### Task instructions
In the data between the lines holding "the wooden deck" and "for the corrugated", inclusive, change "debugging" to "testing". Return only those lines, with nothing else altered.
[Start of The records]
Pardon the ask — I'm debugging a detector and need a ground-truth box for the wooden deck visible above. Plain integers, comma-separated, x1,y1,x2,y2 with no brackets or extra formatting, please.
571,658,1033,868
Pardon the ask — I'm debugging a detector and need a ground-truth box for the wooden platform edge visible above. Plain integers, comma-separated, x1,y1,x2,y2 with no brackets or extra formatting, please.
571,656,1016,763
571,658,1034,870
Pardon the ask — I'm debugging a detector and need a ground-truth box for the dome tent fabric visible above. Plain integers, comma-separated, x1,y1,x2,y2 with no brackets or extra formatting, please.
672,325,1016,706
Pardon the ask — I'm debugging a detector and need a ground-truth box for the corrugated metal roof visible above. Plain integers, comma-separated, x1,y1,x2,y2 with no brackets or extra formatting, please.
[End of The records]
[Start of The records]
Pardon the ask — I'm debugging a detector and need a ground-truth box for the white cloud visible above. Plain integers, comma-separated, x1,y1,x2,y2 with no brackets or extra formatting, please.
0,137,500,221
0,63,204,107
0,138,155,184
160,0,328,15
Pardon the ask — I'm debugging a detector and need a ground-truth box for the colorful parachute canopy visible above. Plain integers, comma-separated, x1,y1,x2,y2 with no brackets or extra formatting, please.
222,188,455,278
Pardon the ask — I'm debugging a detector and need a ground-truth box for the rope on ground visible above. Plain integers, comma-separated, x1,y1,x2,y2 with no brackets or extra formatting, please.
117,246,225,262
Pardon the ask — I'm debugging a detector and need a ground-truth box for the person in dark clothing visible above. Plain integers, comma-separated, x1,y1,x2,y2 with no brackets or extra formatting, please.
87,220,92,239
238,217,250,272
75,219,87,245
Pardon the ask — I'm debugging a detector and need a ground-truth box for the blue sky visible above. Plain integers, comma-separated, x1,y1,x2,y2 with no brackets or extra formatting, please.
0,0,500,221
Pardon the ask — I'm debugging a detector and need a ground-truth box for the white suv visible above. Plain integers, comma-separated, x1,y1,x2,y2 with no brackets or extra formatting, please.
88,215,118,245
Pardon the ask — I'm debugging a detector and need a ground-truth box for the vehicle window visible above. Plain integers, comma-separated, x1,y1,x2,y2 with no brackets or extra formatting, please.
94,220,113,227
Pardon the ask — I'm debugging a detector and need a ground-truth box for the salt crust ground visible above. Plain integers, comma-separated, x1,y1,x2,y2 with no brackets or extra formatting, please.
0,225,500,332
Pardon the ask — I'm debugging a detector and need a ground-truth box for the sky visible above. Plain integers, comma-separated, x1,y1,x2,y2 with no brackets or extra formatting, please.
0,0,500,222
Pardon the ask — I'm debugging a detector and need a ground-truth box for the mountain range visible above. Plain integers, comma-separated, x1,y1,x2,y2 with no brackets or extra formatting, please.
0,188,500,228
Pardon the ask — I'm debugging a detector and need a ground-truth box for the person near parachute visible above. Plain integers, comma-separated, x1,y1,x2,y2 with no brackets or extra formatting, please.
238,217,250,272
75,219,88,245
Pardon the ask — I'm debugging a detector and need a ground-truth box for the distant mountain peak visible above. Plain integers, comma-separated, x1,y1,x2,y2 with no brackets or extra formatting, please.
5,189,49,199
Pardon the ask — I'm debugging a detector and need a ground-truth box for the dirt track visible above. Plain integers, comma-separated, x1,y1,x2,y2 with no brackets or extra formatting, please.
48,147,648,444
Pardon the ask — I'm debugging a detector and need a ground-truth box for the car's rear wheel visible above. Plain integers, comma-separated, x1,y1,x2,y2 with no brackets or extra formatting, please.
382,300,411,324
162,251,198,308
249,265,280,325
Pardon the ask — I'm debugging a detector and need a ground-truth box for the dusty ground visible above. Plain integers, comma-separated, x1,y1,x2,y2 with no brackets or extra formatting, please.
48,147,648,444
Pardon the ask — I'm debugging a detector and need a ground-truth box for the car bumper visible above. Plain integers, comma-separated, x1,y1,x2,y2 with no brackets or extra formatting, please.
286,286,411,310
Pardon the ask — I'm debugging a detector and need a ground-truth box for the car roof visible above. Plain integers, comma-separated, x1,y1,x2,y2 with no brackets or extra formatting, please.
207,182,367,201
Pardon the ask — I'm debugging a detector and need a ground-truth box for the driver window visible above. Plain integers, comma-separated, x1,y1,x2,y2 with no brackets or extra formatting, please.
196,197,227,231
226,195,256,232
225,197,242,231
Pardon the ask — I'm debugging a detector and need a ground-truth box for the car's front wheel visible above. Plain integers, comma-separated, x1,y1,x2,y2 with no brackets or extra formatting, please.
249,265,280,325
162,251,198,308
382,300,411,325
[End of The records]
### Task output
Pardon the ask — I'm testing a detector and need a ground-truth box for the wooden deck visible above. Plain integers, comma-separated, x1,y1,x2,y2 with no brackets or extra formatting, please.
571,658,1033,868
Pardon the ask — I'm testing a detector and need a ground-truth box for the wooden platform edge visible above. Plain integers, comma-separated, x1,y1,x2,y2 with no brackets or extra formatting, please.
571,656,1016,763
571,658,1034,870
Pardon the ask — I'm testing a detector and need a ground-truth box for the dome tent fabric visible above. Plain integers, comma-separated, x1,y1,x2,y2 with no brackets or extra formatting, please.
672,325,1016,706
Pardon the ask — I'm testing a detector and need a ground-truth box for the corrugated metal roof visible above. Plain integers, comma-separated, x1,y1,x2,y2 with no brackets or extra formatting, please.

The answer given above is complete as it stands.